- [PROBLEM TO SOLVE]:
Using the material below, print the line that contains "Where can you see the limestone", the line that contains "Where can you see the distant", and every line in between, exactly and nothing else.
+ + + + +
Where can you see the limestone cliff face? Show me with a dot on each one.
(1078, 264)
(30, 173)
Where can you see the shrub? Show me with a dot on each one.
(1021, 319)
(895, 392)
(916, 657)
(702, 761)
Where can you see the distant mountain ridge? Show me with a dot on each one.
+ + + + +
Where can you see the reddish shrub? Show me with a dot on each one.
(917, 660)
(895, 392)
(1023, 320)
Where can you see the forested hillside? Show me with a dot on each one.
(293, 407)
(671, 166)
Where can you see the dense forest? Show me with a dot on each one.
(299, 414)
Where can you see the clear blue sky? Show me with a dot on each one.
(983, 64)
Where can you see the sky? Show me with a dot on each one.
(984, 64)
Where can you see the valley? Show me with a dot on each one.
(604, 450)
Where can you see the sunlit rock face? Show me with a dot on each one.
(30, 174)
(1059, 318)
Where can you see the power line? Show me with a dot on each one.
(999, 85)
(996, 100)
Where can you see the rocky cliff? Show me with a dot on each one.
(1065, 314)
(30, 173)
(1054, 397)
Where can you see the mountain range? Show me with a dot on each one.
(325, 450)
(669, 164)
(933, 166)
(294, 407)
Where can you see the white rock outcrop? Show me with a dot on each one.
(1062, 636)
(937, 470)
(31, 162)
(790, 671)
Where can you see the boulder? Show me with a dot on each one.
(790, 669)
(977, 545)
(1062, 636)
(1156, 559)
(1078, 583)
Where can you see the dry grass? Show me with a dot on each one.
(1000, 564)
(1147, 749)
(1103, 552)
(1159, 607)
+ + + + +
- [ANSWER BOX]:
Where can you see the limestone cliff face? Show me with a dot on each one.
(1078, 264)
(30, 173)
Where can you see the shrub? Show me with a dot on each one.
(1021, 319)
(895, 392)
(916, 657)
(702, 761)
Where can you see the distant mountain ridge? Show me with a dot on each one.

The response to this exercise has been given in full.